**What is needed**
Leave the pictures out, and print everything else in the records exactly.

#### Extracted information

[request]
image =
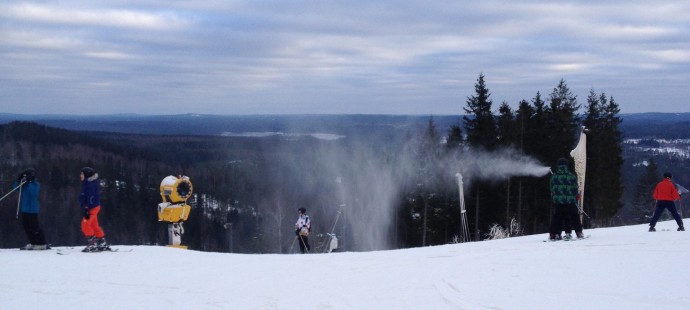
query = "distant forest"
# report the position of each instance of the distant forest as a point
(389, 185)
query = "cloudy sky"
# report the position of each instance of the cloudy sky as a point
(363, 57)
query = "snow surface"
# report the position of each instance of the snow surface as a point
(617, 268)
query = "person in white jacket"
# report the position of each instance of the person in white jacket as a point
(302, 229)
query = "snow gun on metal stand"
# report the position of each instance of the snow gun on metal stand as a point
(174, 208)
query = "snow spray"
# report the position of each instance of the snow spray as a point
(361, 184)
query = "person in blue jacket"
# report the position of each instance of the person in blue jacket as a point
(30, 209)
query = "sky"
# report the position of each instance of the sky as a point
(615, 268)
(336, 57)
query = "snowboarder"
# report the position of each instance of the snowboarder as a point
(665, 193)
(30, 208)
(302, 229)
(564, 191)
(90, 202)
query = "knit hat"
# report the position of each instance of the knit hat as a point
(562, 162)
(29, 174)
(88, 172)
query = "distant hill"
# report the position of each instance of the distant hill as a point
(656, 125)
(638, 125)
(214, 125)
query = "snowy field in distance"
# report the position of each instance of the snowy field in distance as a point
(617, 268)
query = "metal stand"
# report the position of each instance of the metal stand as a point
(464, 227)
(175, 231)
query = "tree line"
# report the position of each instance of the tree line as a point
(246, 190)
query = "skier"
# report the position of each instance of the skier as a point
(302, 229)
(564, 191)
(30, 208)
(665, 193)
(90, 202)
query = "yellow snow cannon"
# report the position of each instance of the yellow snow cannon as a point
(175, 192)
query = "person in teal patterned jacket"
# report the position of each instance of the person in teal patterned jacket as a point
(564, 194)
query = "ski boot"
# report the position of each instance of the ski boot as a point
(90, 245)
(40, 247)
(101, 245)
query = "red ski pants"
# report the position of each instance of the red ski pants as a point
(90, 226)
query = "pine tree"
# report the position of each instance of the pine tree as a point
(562, 122)
(480, 127)
(604, 188)
(480, 124)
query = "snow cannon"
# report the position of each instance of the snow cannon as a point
(174, 209)
(174, 192)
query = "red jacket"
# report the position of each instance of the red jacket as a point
(665, 190)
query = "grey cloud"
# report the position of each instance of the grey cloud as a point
(397, 57)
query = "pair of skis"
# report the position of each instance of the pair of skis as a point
(63, 251)
(571, 239)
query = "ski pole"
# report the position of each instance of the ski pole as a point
(293, 244)
(19, 201)
(303, 244)
(14, 189)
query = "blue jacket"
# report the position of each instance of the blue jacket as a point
(29, 198)
(90, 196)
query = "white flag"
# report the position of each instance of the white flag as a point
(579, 154)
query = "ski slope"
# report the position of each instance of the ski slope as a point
(617, 268)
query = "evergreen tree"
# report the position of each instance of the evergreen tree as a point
(562, 122)
(604, 189)
(480, 124)
(480, 127)
(506, 126)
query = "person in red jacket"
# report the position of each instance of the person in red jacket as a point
(665, 194)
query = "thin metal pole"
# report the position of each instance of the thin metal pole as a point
(12, 191)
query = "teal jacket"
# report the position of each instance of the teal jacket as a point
(563, 186)
(29, 202)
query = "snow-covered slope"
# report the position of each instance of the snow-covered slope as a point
(617, 268)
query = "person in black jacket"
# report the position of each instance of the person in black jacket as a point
(302, 229)
(29, 207)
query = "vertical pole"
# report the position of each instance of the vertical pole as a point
(464, 229)
(19, 199)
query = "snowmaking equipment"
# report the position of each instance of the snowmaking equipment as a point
(174, 209)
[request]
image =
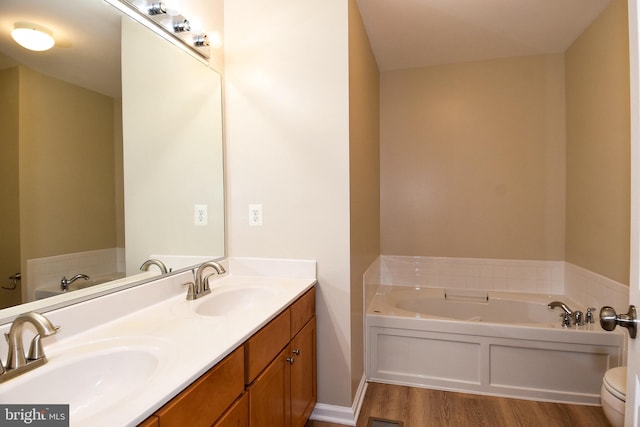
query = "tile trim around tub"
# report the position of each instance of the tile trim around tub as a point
(547, 277)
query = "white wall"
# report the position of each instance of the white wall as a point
(287, 148)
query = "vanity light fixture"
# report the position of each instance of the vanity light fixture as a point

########

**Result for this task**
[request]
image =
query = "distant forest"
# report the position of each instance of the distant forest as a point
(389, 185)
query = "cloudy sky"
# report the position of each instance of the cloudy sky as a point
(363, 57)
query = "snow surface"
# report the position of each instance of the snow surface as a point
(617, 268)
query = "person in white jacket"
# report the position of each instance of the person in white jacket as a point
(302, 229)
query = "snow gun on metal stand"
# report the position of each instance of the snow gun on metal stand as a point
(174, 208)
query = "snow spray"
# report the position of each instance of the snow spray as a point
(361, 184)
query = "person in blue jacket"
# report the position of each instance of the person in blue jacket as a point
(30, 209)
query = "sky"
# report the position of each instance of the sky as a point
(615, 268)
(336, 57)
query = "snowboarder"
# report the position of each instance of the snowboarder as a point
(665, 193)
(30, 208)
(302, 229)
(564, 191)
(90, 202)
query = "knit hat"
# report the position of each instance of the knit hat as a point
(562, 162)
(29, 174)
(88, 172)
query = "distant hill"
# report the position of each instance of the distant hill as a point
(656, 125)
(638, 125)
(214, 125)
query = "snowy field in distance"
# report the position of each instance of the snowy field in distance as a point
(617, 268)
query = "metal stand"
# report the position of each instance of the metal stand as a point
(464, 227)
(175, 231)
query = "tree line"
# report the position of each instance of the tree line as a point
(246, 190)
query = "skier"
# report the position of each instance of the skier as a point
(302, 229)
(564, 191)
(30, 208)
(665, 193)
(90, 202)
query = "yellow snow cannon"
# report the position of each instance of the yellow snow cannon as a point
(175, 192)
query = "person in teal patterned jacket"
# report the position of each instance of the person in teal patterned jacket as a point
(564, 194)
query = "ski boot"
# report the position of each instance of the ski boot as a point
(90, 245)
(40, 247)
(101, 245)
query = "red ski pants"
# report the position of each instance of the red ski pants as a point
(90, 226)
query = "pine tree"
# report the position of each instance of the pine tree as a point
(562, 122)
(480, 127)
(604, 188)
(480, 124)
query = "snow cannon"
# report the position of each instance of the snow cannon as a point
(174, 209)
(174, 192)
query = "red jacket"
# report the position of each instance of the red jacket as a point
(665, 190)
query = "grey cloud"
# report the position of each instance of the grey cloud as a point
(397, 57)
query = "pair of skis"
# report the position of each instance of the pair of skis as a point
(63, 251)
(571, 239)
query = "ski pole"
# report the position of each instance of the ski pole as a point
(293, 244)
(19, 201)
(303, 244)
(14, 189)
query = "blue jacket"
# report the position of each instance of the blue jacket as a point
(29, 198)
(90, 196)
query = "white flag"
# report the position of each instance of the white flag as a point
(579, 154)
query = "ski slope"
# report the position of each instance of the ski slope as a point
(617, 268)
query = "evergreen tree"
# report the position of each instance of the evergreen tree as a point
(562, 122)
(604, 189)
(480, 124)
(480, 127)
(506, 126)
query = "person in red jacket"
# report the position of each instance of the person in red jacket as a point
(665, 194)
query = "thin metal pole"
# report the position of each instance of the thin metal pole as a point
(12, 191)
query = "teal jacket"
# report the position of each instance of the teal jacket as a point
(563, 186)
(29, 202)
query = "snow-covered slope"
# report the position of each instance of the snow-covered slope as a point
(617, 268)
query = "person in black jacket"
# report the position of each instance of the person in black jacket as a point
(302, 229)
(29, 207)
query = "vertical pole"
# report the position of each instance of the vertical pole as a point
(464, 229)
(19, 199)
query = "snowmaking equipment"
# report the position of each instance of the snowmaking equipment as a point
(174, 209)
[request]
image =
query = "tile trim around tub"
# report the position of each instance of the tile trim around tub as a point
(547, 277)
query = "white wall"
# report the position of each instance of the white wall as a point
(287, 148)
query = "vanity light fixture"
# report the position of each instance of the vanity light fixture as a point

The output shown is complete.